■ Short problem: Rewrite every one of the lines below, requests included, multiplying each bounding-box coordinate in the answers by 1.1 and rounding it to the nearest whole number, with halves rounded up. Omit the pictures.

— Start —

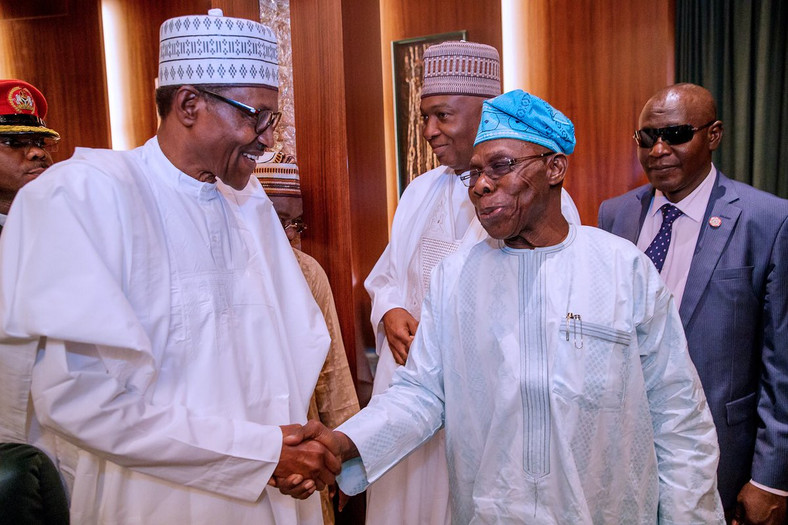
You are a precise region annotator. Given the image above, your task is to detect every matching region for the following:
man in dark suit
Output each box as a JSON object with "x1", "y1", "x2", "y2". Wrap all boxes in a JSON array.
[{"x1": 599, "y1": 84, "x2": 788, "y2": 524}]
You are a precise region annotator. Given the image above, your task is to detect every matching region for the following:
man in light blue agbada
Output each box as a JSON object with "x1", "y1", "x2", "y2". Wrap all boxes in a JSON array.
[{"x1": 280, "y1": 90, "x2": 723, "y2": 524}]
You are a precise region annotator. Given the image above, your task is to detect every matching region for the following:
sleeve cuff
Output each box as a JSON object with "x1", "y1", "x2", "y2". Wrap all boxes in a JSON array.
[{"x1": 750, "y1": 480, "x2": 788, "y2": 497}]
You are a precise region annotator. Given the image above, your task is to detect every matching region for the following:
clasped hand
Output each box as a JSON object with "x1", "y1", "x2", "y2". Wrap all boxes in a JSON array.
[{"x1": 268, "y1": 421, "x2": 342, "y2": 499}]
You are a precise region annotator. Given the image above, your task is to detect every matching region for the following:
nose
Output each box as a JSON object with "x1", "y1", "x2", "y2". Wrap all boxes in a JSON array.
[
  {"x1": 421, "y1": 117, "x2": 440, "y2": 142},
  {"x1": 25, "y1": 144, "x2": 50, "y2": 160},
  {"x1": 257, "y1": 126, "x2": 274, "y2": 149},
  {"x1": 468, "y1": 171, "x2": 493, "y2": 197},
  {"x1": 648, "y1": 137, "x2": 671, "y2": 157}
]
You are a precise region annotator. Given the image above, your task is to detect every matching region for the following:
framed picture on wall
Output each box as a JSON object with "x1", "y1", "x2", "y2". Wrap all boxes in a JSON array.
[{"x1": 391, "y1": 30, "x2": 468, "y2": 195}]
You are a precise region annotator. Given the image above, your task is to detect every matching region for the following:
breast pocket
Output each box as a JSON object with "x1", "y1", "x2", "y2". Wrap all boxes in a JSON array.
[{"x1": 554, "y1": 318, "x2": 632, "y2": 410}]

— End —

■ Reply:
You are a precise region annotator. Given the image above, your task is to detect every matching region for the following:
man in dark suit
Output each box as a JSON object with "x1", "y1", "x2", "y2". Wrap all boxes in a JSON array.
[{"x1": 659, "y1": 92, "x2": 867, "y2": 576}]
You are a precise region annotator. Given the image above, your task is to detect every matching region for the following:
man in light blue agbada
Output each box as a JSON object with "x1", "y1", "x2", "y2". Wrap all boxes in a JSON array.
[{"x1": 308, "y1": 99, "x2": 795, "y2": 576}]
You are a precise region annotator. Given the image above, your task is to detect every matching region for the following:
sleeve cuff
Output each box as a JSON object with "x1", "y1", "x2", "y2". Wrap all boxes in a JSON array.
[{"x1": 825, "y1": 528, "x2": 867, "y2": 547}]
You are a precise region annotator. Given the image above, your task is to detect every matching region for the following:
clasped hand
Output each box as a JSON object with "x1", "y1", "x2", "y2". Wrap all boxes in a JSON array.
[{"x1": 295, "y1": 463, "x2": 376, "y2": 549}]
You are a precise region annotator. Given the image above, your task is to detect every matching region for the following:
nose
Output each box as a JSON object with "x1", "y1", "x2", "y2". Wrap all boxes in a JSON array.
[
  {"x1": 463, "y1": 129, "x2": 484, "y2": 156},
  {"x1": 28, "y1": 158, "x2": 55, "y2": 176},
  {"x1": 283, "y1": 139, "x2": 301, "y2": 164},
  {"x1": 515, "y1": 188, "x2": 542, "y2": 217},
  {"x1": 713, "y1": 151, "x2": 738, "y2": 173}
]
You are a precise region annotator. Given the image above, your task is to detect every matching region for the following:
framed picture on wall
Output each box as a JSON object with "x1", "y1", "x2", "y2". Wrap all boxes in a JSON array.
[{"x1": 430, "y1": 33, "x2": 515, "y2": 215}]
You are a precise region annotator. Given the image above, your task is to detect every matching region for the following:
breast pocket
Output each box as a JSON object with "x1", "y1", "x2", "y2". Wrap all boxes in a JSON array.
[{"x1": 609, "y1": 350, "x2": 695, "y2": 451}]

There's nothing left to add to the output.